** Source records **
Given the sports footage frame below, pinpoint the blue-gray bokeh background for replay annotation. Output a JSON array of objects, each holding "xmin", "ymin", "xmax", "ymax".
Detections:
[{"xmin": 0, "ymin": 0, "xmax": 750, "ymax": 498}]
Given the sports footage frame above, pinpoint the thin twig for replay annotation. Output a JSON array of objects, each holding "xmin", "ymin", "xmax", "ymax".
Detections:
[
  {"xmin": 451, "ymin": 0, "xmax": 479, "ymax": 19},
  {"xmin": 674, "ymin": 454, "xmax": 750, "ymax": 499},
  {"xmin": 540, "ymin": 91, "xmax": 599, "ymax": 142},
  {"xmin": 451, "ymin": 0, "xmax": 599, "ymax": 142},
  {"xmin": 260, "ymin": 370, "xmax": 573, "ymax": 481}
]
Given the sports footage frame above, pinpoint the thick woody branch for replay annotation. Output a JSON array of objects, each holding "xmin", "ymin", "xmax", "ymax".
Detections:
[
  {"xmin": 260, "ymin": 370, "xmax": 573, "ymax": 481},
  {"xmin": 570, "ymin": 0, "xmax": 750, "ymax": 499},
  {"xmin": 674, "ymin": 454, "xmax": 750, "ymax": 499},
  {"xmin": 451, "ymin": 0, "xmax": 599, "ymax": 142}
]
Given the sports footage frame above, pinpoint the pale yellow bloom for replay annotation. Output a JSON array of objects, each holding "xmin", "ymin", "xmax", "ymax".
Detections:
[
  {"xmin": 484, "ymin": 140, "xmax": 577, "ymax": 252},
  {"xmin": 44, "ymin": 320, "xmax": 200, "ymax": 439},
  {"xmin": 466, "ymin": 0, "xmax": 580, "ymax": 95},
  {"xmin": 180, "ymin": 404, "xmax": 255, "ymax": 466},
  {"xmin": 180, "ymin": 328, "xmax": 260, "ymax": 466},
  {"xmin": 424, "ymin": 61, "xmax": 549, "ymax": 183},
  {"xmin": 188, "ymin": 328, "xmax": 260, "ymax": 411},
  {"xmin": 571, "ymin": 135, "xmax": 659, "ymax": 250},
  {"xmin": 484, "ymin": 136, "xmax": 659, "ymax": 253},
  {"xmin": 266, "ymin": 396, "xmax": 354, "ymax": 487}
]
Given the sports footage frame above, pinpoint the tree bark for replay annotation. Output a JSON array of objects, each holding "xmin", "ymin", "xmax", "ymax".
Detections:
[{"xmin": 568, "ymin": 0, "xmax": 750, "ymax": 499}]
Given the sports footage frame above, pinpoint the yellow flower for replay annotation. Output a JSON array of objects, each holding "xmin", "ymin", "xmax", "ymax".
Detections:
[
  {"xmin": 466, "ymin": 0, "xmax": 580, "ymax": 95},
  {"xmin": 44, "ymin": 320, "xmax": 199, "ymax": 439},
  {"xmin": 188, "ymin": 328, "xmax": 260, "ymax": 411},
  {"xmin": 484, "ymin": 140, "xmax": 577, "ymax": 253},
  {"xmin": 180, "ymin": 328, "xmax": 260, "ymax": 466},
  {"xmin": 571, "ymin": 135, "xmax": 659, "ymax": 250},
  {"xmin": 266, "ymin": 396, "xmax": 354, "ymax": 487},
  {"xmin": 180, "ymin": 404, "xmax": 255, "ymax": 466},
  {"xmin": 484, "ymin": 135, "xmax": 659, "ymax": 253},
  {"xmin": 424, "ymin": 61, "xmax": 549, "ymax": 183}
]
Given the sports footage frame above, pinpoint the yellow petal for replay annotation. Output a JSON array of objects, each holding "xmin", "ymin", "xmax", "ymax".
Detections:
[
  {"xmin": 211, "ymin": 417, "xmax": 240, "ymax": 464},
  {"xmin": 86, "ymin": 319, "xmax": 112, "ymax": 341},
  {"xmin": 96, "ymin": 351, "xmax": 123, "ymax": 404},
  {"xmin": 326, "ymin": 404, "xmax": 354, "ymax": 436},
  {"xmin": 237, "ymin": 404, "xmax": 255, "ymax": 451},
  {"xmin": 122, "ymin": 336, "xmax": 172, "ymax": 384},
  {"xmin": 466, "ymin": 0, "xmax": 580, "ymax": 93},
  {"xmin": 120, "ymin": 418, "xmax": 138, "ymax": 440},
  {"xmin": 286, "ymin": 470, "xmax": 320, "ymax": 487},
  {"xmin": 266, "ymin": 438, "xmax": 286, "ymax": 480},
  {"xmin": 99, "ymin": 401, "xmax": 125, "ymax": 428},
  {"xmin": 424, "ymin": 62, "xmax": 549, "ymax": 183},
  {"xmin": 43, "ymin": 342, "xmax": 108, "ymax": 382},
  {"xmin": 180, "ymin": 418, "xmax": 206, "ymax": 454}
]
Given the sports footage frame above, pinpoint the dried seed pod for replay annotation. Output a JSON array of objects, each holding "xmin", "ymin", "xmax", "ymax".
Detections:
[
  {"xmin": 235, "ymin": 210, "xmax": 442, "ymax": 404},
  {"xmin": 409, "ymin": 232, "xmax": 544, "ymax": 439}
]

** Directions **
Please render every line of the rows above as a JSON list of strings, one string per line, leaving out blank lines.

** Written answer **
[
  "Given the sports footage frame below, pinpoint the blue-gray bokeh background for replay annotation. Output a JSON array of objects, each holding \"xmin\", \"ymin\", \"xmax\", \"ymax\".",
  "Detections:",
  "[{\"xmin\": 0, \"ymin\": 0, \"xmax\": 750, \"ymax\": 498}]",
  "Given the sports footage frame above, pinpoint the thin twig for replay annotation. Output a JSON array of objects, each holding \"xmin\", \"ymin\", \"xmax\", \"ymax\".",
  "Detections:",
  "[",
  "  {\"xmin\": 451, \"ymin\": 0, \"xmax\": 479, \"ymax\": 19},",
  "  {\"xmin\": 674, \"ymin\": 454, \"xmax\": 750, \"ymax\": 499},",
  "  {\"xmin\": 540, \"ymin\": 91, \"xmax\": 599, \"ymax\": 142},",
  "  {\"xmin\": 451, \"ymin\": 0, \"xmax\": 599, \"ymax\": 142},",
  "  {\"xmin\": 260, \"ymin\": 370, \"xmax\": 573, \"ymax\": 481}",
  "]",
  "Given the sports footage frame above, pinpoint the thick woody branch for replay annotation. Output a JSON array of objects, each holding \"xmin\", \"ymin\", \"xmax\", \"ymax\".",
  "Detections:",
  "[",
  "  {\"xmin\": 260, \"ymin\": 370, \"xmax\": 573, \"ymax\": 481},",
  "  {\"xmin\": 570, \"ymin\": 0, \"xmax\": 750, \"ymax\": 499},",
  "  {\"xmin\": 674, \"ymin\": 454, \"xmax\": 750, \"ymax\": 499},",
  "  {\"xmin\": 451, \"ymin\": 0, \"xmax\": 599, \"ymax\": 142}",
  "]",
  "Given the sports footage frame above, pinpoint the pale yellow bloom for replay annotation. Output a JSON array of objects, each holding \"xmin\", \"ymin\", \"xmax\", \"ymax\".",
  "Detections:",
  "[",
  "  {\"xmin\": 484, \"ymin\": 140, \"xmax\": 577, \"ymax\": 252},",
  "  {\"xmin\": 44, \"ymin\": 320, \"xmax\": 200, \"ymax\": 439},",
  "  {\"xmin\": 466, \"ymin\": 0, \"xmax\": 580, \"ymax\": 95},",
  "  {\"xmin\": 180, \"ymin\": 404, \"xmax\": 255, \"ymax\": 466},",
  "  {\"xmin\": 180, \"ymin\": 328, \"xmax\": 260, \"ymax\": 466},",
  "  {\"xmin\": 424, \"ymin\": 61, \"xmax\": 549, \"ymax\": 183},",
  "  {\"xmin\": 188, \"ymin\": 328, \"xmax\": 260, \"ymax\": 411},",
  "  {\"xmin\": 571, \"ymin\": 135, \"xmax\": 659, \"ymax\": 250},",
  "  {\"xmin\": 484, \"ymin\": 136, \"xmax\": 659, \"ymax\": 253},",
  "  {\"xmin\": 266, \"ymin\": 396, \"xmax\": 354, \"ymax\": 487}",
  "]",
  "Given the sports footage frame above, pinpoint the tree bark for replay annotation. Output a JSON array of objects, each holding \"xmin\", \"ymin\", \"xmax\", \"ymax\".",
  "Detections:",
  "[{\"xmin\": 568, \"ymin\": 0, \"xmax\": 750, \"ymax\": 499}]",
  "Given the sports footage frame above, pinpoint the yellow flower for replay annotation. Output a JSON array of objects, each holding \"xmin\", \"ymin\", \"xmax\", \"ymax\".",
  "Detections:",
  "[",
  "  {\"xmin\": 466, \"ymin\": 0, \"xmax\": 580, \"ymax\": 95},",
  "  {\"xmin\": 44, \"ymin\": 320, \"xmax\": 199, \"ymax\": 439},",
  "  {\"xmin\": 188, \"ymin\": 328, \"xmax\": 260, \"ymax\": 411},",
  "  {\"xmin\": 484, \"ymin\": 140, \"xmax\": 577, \"ymax\": 253},",
  "  {\"xmin\": 180, \"ymin\": 328, \"xmax\": 260, \"ymax\": 466},",
  "  {\"xmin\": 571, \"ymin\": 135, \"xmax\": 659, \"ymax\": 250},",
  "  {\"xmin\": 266, \"ymin\": 396, \"xmax\": 354, \"ymax\": 487},",
  "  {\"xmin\": 180, \"ymin\": 404, \"xmax\": 255, \"ymax\": 466},",
  "  {\"xmin\": 484, \"ymin\": 135, \"xmax\": 659, \"ymax\": 253},",
  "  {\"xmin\": 424, \"ymin\": 61, \"xmax\": 549, \"ymax\": 183}",
  "]",
  "Given the sports footage frame above, pinpoint the yellow petal for replay annotation. Output a JSON array of objects, each holding \"xmin\", \"ymin\", \"xmax\", \"ymax\".",
  "Detections:",
  "[",
  "  {\"xmin\": 211, \"ymin\": 417, \"xmax\": 240, \"ymax\": 464},",
  "  {\"xmin\": 86, \"ymin\": 319, \"xmax\": 112, \"ymax\": 341},",
  "  {\"xmin\": 96, \"ymin\": 351, \"xmax\": 123, \"ymax\": 404},",
  "  {\"xmin\": 326, \"ymin\": 404, \"xmax\": 354, \"ymax\": 436},",
  "  {\"xmin\": 237, \"ymin\": 404, \"xmax\": 255, \"ymax\": 451},",
  "  {\"xmin\": 122, \"ymin\": 336, \"xmax\": 172, \"ymax\": 384},",
  "  {\"xmin\": 466, \"ymin\": 0, \"xmax\": 580, \"ymax\": 93},",
  "  {\"xmin\": 120, \"ymin\": 418, \"xmax\": 138, \"ymax\": 440},",
  "  {\"xmin\": 286, \"ymin\": 470, \"xmax\": 320, \"ymax\": 487},",
  "  {\"xmin\": 266, \"ymin\": 438, \"xmax\": 286, \"ymax\": 480},",
  "  {\"xmin\": 99, \"ymin\": 401, \"xmax\": 125, \"ymax\": 428},",
  "  {\"xmin\": 424, \"ymin\": 62, \"xmax\": 549, \"ymax\": 183},",
  "  {\"xmin\": 43, \"ymin\": 342, \"xmax\": 108, \"ymax\": 382},",
  "  {\"xmin\": 180, \"ymin\": 418, \"xmax\": 206, \"ymax\": 454}",
  "]",
  "Given the sports footage frame above, pinpoint the dried seed pod for replay annotation. Output a JSON array of objects, each holding \"xmin\", \"ymin\", \"xmax\", \"ymax\".",
  "Detections:",
  "[",
  "  {\"xmin\": 235, \"ymin\": 210, \"xmax\": 442, \"ymax\": 404},",
  "  {\"xmin\": 409, \"ymin\": 232, \"xmax\": 544, \"ymax\": 439}",
  "]"
]